### Challenge
Rewrite every line of the rows below as a Markdown table with the columns "Row" and "Line", numbering each line and leaving out the blank ones.

— Begin Provided information —

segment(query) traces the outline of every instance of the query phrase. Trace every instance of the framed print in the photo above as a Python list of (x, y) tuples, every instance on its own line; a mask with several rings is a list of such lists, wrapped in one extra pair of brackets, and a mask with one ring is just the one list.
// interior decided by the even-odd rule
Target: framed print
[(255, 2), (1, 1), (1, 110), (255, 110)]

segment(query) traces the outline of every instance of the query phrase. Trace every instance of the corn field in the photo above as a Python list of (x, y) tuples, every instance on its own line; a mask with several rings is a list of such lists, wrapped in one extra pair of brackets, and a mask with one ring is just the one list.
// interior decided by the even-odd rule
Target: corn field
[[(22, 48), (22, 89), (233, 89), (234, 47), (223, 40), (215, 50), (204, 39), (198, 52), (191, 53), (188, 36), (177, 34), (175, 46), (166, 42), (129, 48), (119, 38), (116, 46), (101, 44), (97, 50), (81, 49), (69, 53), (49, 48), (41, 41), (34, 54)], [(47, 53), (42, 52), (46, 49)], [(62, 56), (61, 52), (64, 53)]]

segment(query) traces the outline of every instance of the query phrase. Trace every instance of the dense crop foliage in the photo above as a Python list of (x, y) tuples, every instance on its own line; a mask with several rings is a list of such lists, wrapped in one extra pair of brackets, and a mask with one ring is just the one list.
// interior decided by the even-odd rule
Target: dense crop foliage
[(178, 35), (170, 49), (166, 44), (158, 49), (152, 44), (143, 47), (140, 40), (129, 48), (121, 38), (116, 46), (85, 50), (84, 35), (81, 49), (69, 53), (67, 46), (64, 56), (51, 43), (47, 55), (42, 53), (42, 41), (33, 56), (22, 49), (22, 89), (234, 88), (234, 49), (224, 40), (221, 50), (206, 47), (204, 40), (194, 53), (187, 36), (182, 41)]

— End Provided information —

### Answer
| Row | Line |
|---|---|
| 1 | segment(query) traces the outline of every instance of the query phrase. Trace every instance of the framed print in the photo above as a Python list of (x, y) tuples, every instance on its own line; a mask with several rings is a list of such lists, wrapped in one extra pair of brackets, and a mask with one ring is just the one list. |
| 2 | // interior decided by the even-odd rule |
| 3 | Target: framed print |
| 4 | [(255, 2), (1, 1), (1, 110), (255, 110)] |
| 5 | segment(query) traces the outline of every instance of the query phrase. Trace every instance of the corn field in the photo above as a Python list of (x, y) tuples, every instance on its own line; a mask with several rings is a list of such lists, wrapped in one extra pair of brackets, and a mask with one ring is just the one list. |
| 6 | // interior decided by the even-odd rule |
| 7 | Target: corn field |
| 8 | [[(22, 48), (22, 89), (233, 89), (234, 47), (223, 40), (215, 50), (204, 39), (198, 52), (191, 53), (188, 36), (177, 34), (175, 46), (166, 42), (129, 48), (119, 38), (116, 46), (101, 44), (97, 50), (81, 49), (69, 53), (49, 48), (41, 41), (34, 54)], [(47, 53), (42, 52), (46, 49)], [(62, 56), (61, 52), (64, 53)]] |
| 9 | segment(query) traces the outline of every instance of the query phrase. Trace every instance of the dense crop foliage in the photo above as a Python list of (x, y) tuples, every instance on its own line; a mask with several rings is a list of such lists, wrapped in one extra pair of brackets, and a mask with one ring is just the one list. |
| 10 | // interior decided by the even-odd rule |
| 11 | Target: dense crop foliage |
| 12 | [(178, 35), (170, 49), (166, 44), (158, 49), (152, 44), (143, 47), (140, 40), (129, 48), (121, 38), (116, 46), (85, 50), (84, 35), (81, 49), (69, 53), (67, 46), (64, 56), (51, 43), (47, 55), (42, 53), (42, 41), (33, 56), (22, 49), (22, 89), (234, 88), (234, 49), (224, 40), (221, 50), (206, 47), (204, 40), (194, 53), (187, 36), (182, 41)] |